* _What the task asks_:
Update the records starting at the line that has "Phrase: rectangular window on drum" and running through the end of the records: change "flagpole" to "flag mast", leave everything else as it is, and return only those lines.

==*==

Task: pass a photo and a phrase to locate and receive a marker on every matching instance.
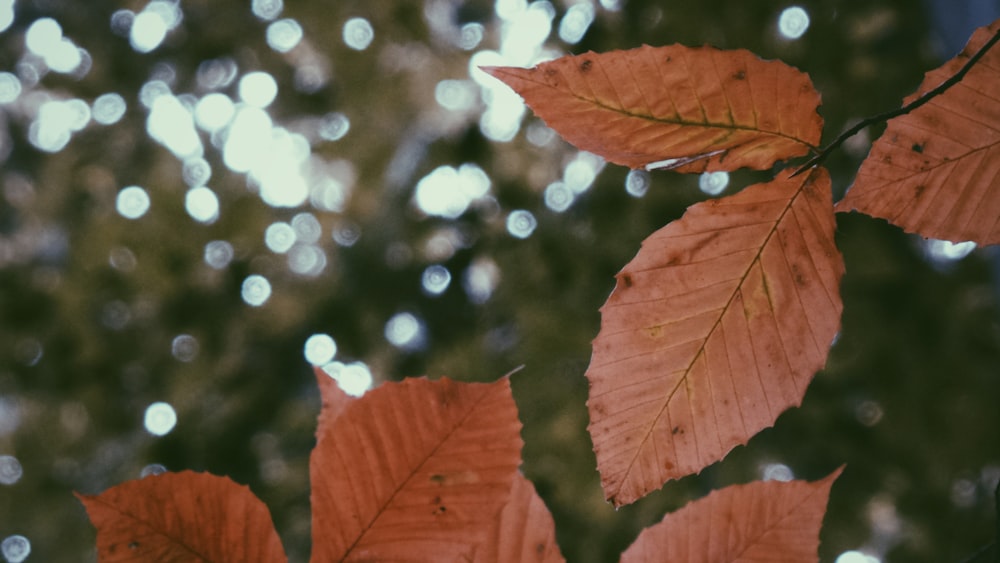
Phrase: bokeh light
(320, 349)
(133, 202)
(793, 22)
(256, 290)
(15, 548)
(358, 33)
(160, 418)
(10, 470)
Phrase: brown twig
(885, 116)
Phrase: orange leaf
(713, 329)
(182, 516)
(760, 521)
(936, 170)
(417, 469)
(523, 531)
(688, 108)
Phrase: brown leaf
(760, 521)
(713, 329)
(936, 170)
(688, 108)
(182, 516)
(416, 470)
(523, 531)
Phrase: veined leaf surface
(936, 170)
(687, 108)
(416, 470)
(523, 531)
(713, 329)
(182, 516)
(759, 521)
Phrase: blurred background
(201, 200)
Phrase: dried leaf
(760, 521)
(182, 516)
(713, 329)
(688, 108)
(936, 170)
(523, 531)
(416, 470)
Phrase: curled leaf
(760, 521)
(687, 108)
(936, 170)
(713, 329)
(523, 531)
(416, 470)
(182, 516)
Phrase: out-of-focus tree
(337, 183)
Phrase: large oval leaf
(688, 108)
(182, 516)
(416, 470)
(936, 170)
(761, 521)
(713, 329)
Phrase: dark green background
(920, 343)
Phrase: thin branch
(996, 543)
(885, 116)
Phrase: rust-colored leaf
(936, 170)
(713, 329)
(760, 521)
(416, 470)
(687, 108)
(182, 516)
(523, 531)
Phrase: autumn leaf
(523, 531)
(936, 170)
(760, 521)
(417, 470)
(687, 108)
(713, 329)
(182, 516)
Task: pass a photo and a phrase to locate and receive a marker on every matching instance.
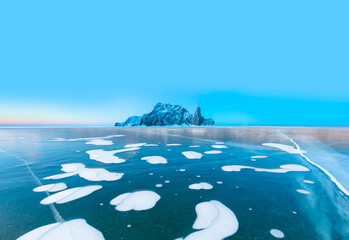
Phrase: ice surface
(216, 221)
(140, 200)
(284, 147)
(302, 191)
(70, 194)
(135, 145)
(259, 156)
(199, 186)
(192, 155)
(55, 187)
(77, 229)
(213, 152)
(277, 233)
(86, 139)
(283, 168)
(104, 156)
(155, 159)
(219, 146)
(173, 144)
(91, 174)
(100, 142)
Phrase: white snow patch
(155, 159)
(284, 147)
(199, 186)
(100, 142)
(216, 221)
(70, 194)
(135, 145)
(283, 168)
(55, 187)
(85, 139)
(277, 233)
(141, 200)
(103, 156)
(219, 146)
(213, 152)
(259, 156)
(70, 230)
(192, 155)
(173, 144)
(91, 174)
(302, 191)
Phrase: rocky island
(165, 114)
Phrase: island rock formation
(165, 114)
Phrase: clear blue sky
(244, 62)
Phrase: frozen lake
(174, 183)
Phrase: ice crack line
(54, 210)
(333, 179)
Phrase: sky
(244, 63)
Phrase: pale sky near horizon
(242, 62)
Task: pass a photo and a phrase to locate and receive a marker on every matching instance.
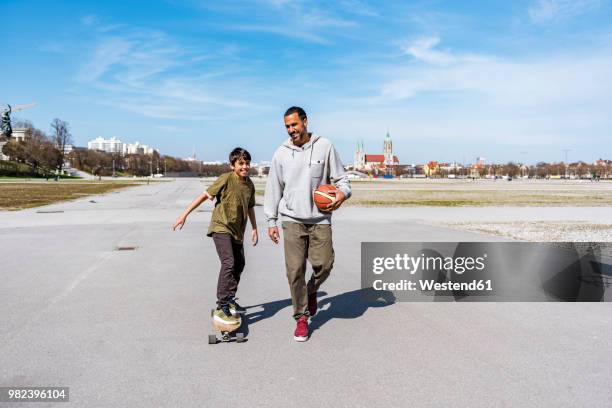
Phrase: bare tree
(62, 138)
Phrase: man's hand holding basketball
(273, 234)
(337, 202)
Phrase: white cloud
(545, 11)
(146, 72)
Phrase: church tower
(359, 161)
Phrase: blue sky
(449, 80)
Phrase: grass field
(19, 195)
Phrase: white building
(114, 145)
(137, 148)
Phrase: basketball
(324, 195)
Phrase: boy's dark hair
(239, 153)
(296, 109)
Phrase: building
(137, 148)
(385, 163)
(114, 145)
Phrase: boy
(235, 194)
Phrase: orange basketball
(324, 195)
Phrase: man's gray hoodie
(295, 173)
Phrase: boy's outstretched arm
(180, 221)
(254, 236)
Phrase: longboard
(228, 332)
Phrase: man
(299, 166)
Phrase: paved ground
(129, 328)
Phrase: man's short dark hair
(239, 153)
(296, 109)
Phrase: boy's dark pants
(231, 255)
(312, 242)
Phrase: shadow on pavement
(269, 309)
(350, 305)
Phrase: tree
(62, 137)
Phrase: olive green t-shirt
(234, 198)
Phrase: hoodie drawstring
(310, 160)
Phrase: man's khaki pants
(312, 242)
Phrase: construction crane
(5, 118)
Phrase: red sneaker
(301, 331)
(312, 304)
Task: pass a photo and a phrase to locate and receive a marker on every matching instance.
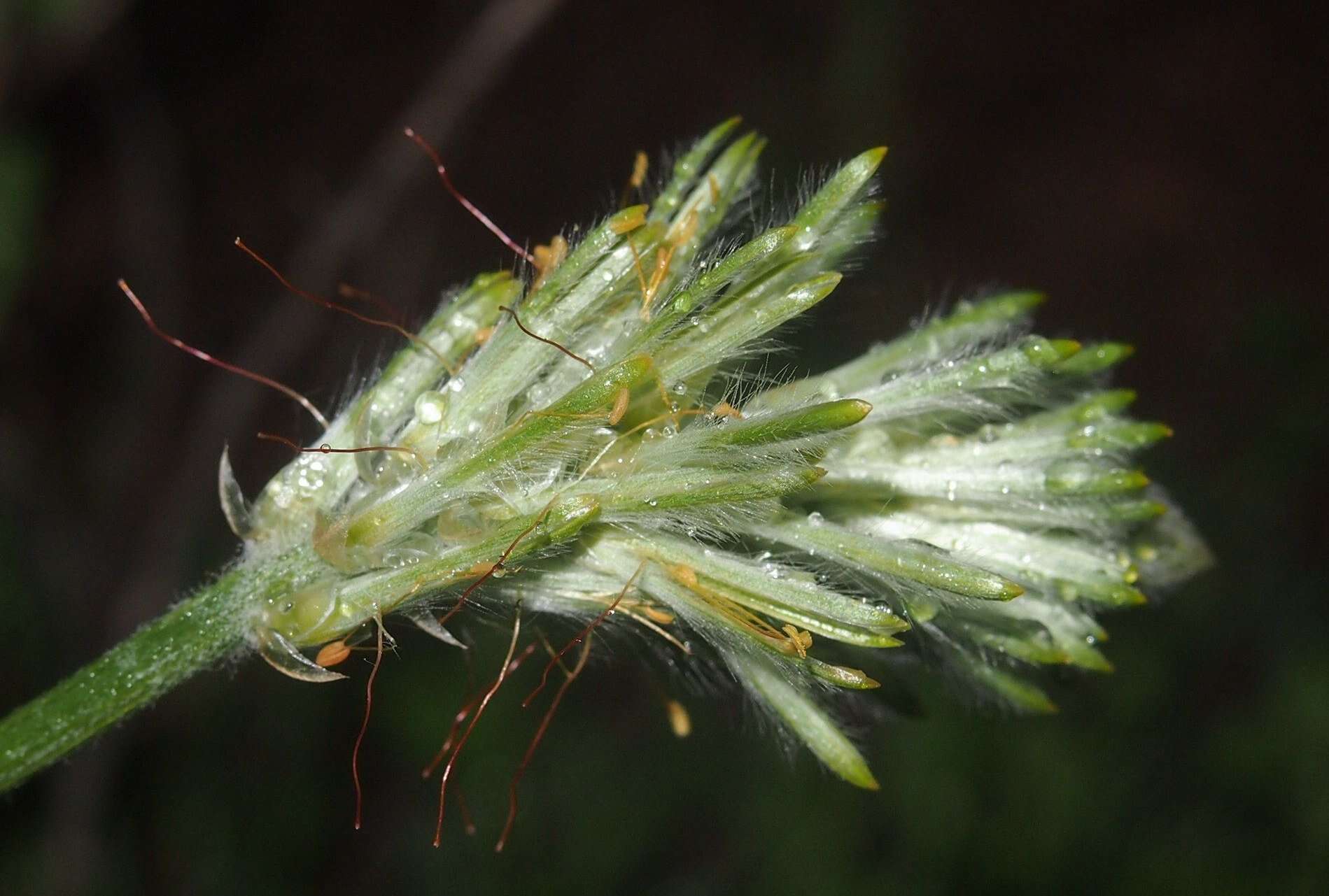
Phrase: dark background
(1157, 169)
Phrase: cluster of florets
(577, 446)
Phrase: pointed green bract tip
(1065, 348)
(873, 157)
(1048, 352)
(628, 220)
(1095, 359)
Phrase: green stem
(195, 635)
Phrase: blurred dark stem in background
(1155, 169)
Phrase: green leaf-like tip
(1094, 359)
(1104, 404)
(808, 721)
(1049, 352)
(1085, 478)
(842, 192)
(1125, 434)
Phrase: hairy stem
(192, 636)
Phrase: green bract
(968, 490)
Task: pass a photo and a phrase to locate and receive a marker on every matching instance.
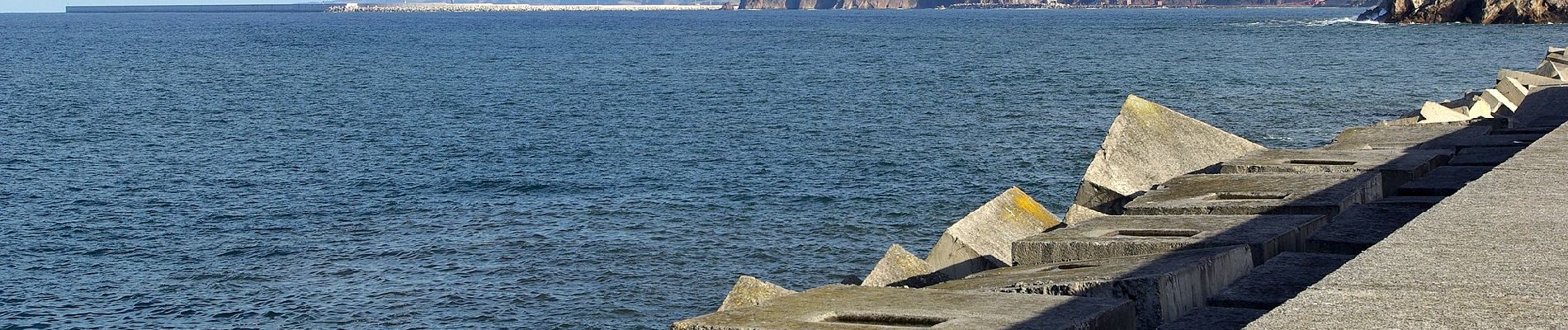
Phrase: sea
(606, 169)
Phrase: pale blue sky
(60, 5)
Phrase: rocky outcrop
(1470, 12)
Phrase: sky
(60, 5)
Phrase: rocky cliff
(1470, 12)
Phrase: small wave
(1306, 22)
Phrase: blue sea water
(602, 169)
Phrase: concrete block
(1278, 280)
(1216, 318)
(1363, 225)
(1396, 166)
(1529, 78)
(839, 307)
(1259, 195)
(900, 268)
(1113, 237)
(1484, 155)
(984, 239)
(1148, 144)
(1388, 309)
(750, 291)
(1444, 180)
(1409, 136)
(1162, 286)
(1432, 111)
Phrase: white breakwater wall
(501, 8)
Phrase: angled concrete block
(1396, 166)
(1407, 136)
(839, 307)
(984, 239)
(1148, 144)
(1259, 195)
(900, 268)
(1278, 280)
(750, 291)
(1363, 225)
(1433, 111)
(1216, 318)
(1529, 78)
(1115, 237)
(1448, 179)
(1162, 286)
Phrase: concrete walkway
(1493, 255)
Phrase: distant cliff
(1470, 12)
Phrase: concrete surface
(1148, 144)
(750, 291)
(1259, 195)
(1444, 180)
(841, 307)
(900, 268)
(1164, 286)
(1404, 136)
(1278, 280)
(1113, 237)
(984, 238)
(1484, 155)
(1216, 318)
(1397, 166)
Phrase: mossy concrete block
(984, 239)
(1444, 180)
(1363, 225)
(1259, 195)
(750, 291)
(1164, 286)
(1484, 155)
(1113, 237)
(839, 307)
(900, 268)
(1397, 166)
(1148, 144)
(1278, 280)
(1216, 318)
(1405, 136)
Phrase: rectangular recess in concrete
(1397, 166)
(1278, 280)
(1363, 225)
(1259, 195)
(1164, 286)
(841, 307)
(1109, 237)
(1405, 136)
(1444, 180)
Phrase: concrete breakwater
(1183, 225)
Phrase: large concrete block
(1433, 111)
(1484, 155)
(1278, 280)
(984, 239)
(1148, 144)
(1396, 166)
(1444, 180)
(1405, 136)
(1162, 286)
(1216, 318)
(839, 307)
(1259, 195)
(750, 291)
(1363, 225)
(900, 268)
(1113, 237)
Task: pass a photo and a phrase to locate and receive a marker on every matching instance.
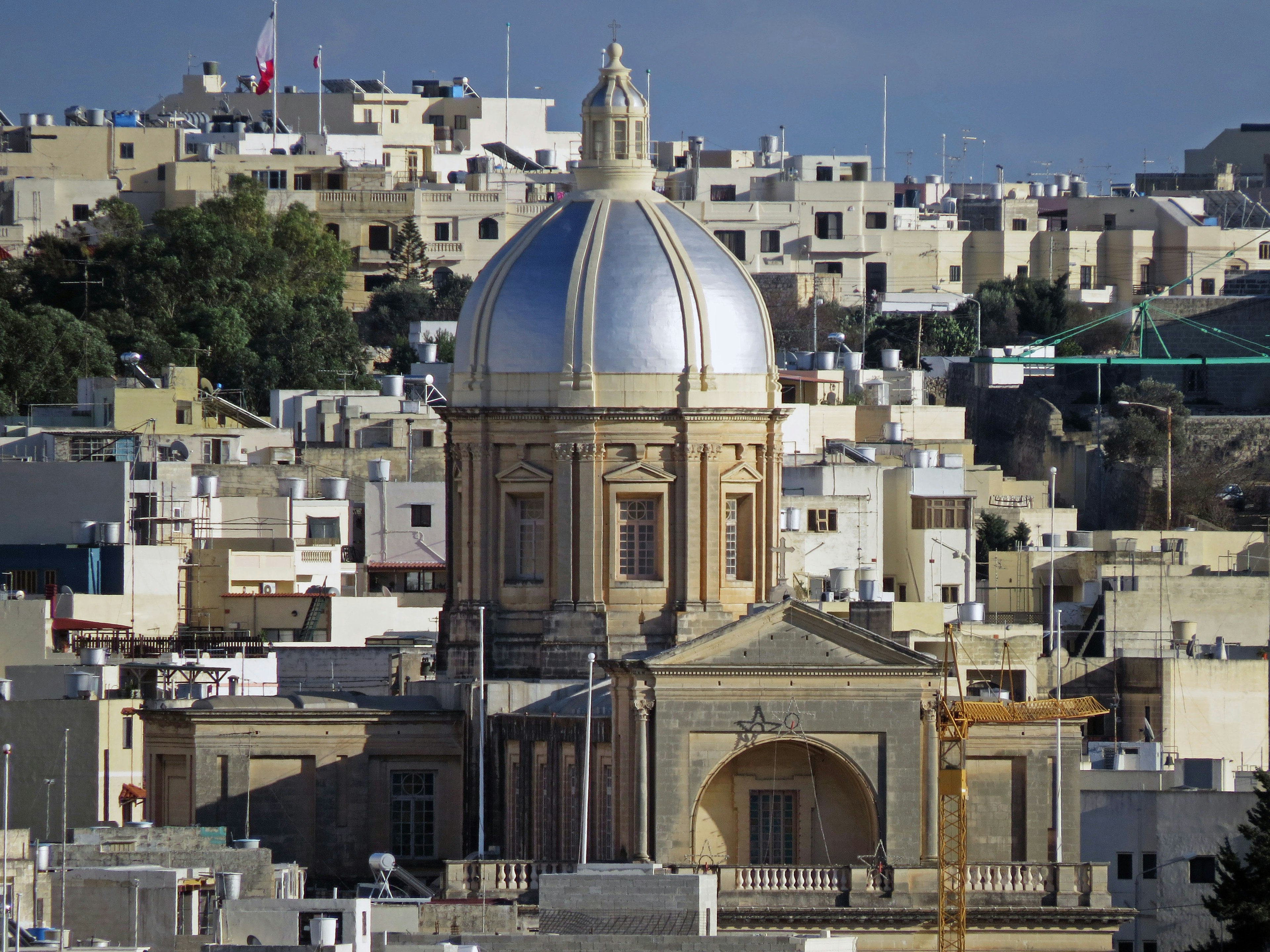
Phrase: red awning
(78, 625)
(131, 794)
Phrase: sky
(1062, 86)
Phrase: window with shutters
(940, 513)
(828, 225)
(528, 539)
(735, 242)
(822, 520)
(637, 539)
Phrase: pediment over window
(792, 636)
(742, 473)
(524, 473)
(639, 473)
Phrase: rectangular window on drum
(637, 539)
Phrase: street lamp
(1169, 466)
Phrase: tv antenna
(84, 282)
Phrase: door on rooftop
(875, 278)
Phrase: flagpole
(274, 87)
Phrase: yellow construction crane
(955, 719)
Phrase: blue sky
(1067, 83)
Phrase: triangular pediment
(790, 636)
(524, 471)
(639, 473)
(742, 473)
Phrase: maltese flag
(266, 50)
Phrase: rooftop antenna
(884, 127)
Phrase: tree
(409, 258)
(1241, 898)
(262, 291)
(1141, 433)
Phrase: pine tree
(409, 254)
(1241, 898)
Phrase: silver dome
(614, 284)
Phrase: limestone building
(614, 424)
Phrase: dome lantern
(615, 131)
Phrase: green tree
(262, 291)
(1241, 898)
(1140, 432)
(409, 258)
(42, 352)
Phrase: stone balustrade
(1069, 885)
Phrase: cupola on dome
(614, 298)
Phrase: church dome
(614, 298)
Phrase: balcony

==*==

* _Output of the exercise_:
Phrase: rectangular window on drum
(637, 539)
Phrase: street lamp
(1169, 466)
Phrase: tv antenna
(84, 282)
Phrase: door on rooftop
(875, 278)
Phrase: flag mast
(274, 87)
Phrase: yellow construction crane
(955, 719)
Phrase: blue sky
(1067, 83)
Phrase: triangular pediment
(790, 636)
(524, 471)
(639, 473)
(742, 473)
Phrase: maltese flag
(266, 50)
Phrase: rooftop antenna
(884, 127)
Phrase: tree
(409, 258)
(1241, 898)
(262, 291)
(1141, 433)
Phrase: pine tree
(409, 254)
(1241, 898)
Phrase: silver dome
(614, 284)
Phrase: limestone building
(614, 424)
Phrase: dome lantern
(615, 131)
Phrase: green tree
(262, 291)
(1241, 898)
(1140, 432)
(409, 258)
(42, 352)
Phrase: stone balustrade
(1069, 885)
Phrase: cupola on dome
(614, 298)
Phrase: church dome
(614, 298)
Phrase: balcony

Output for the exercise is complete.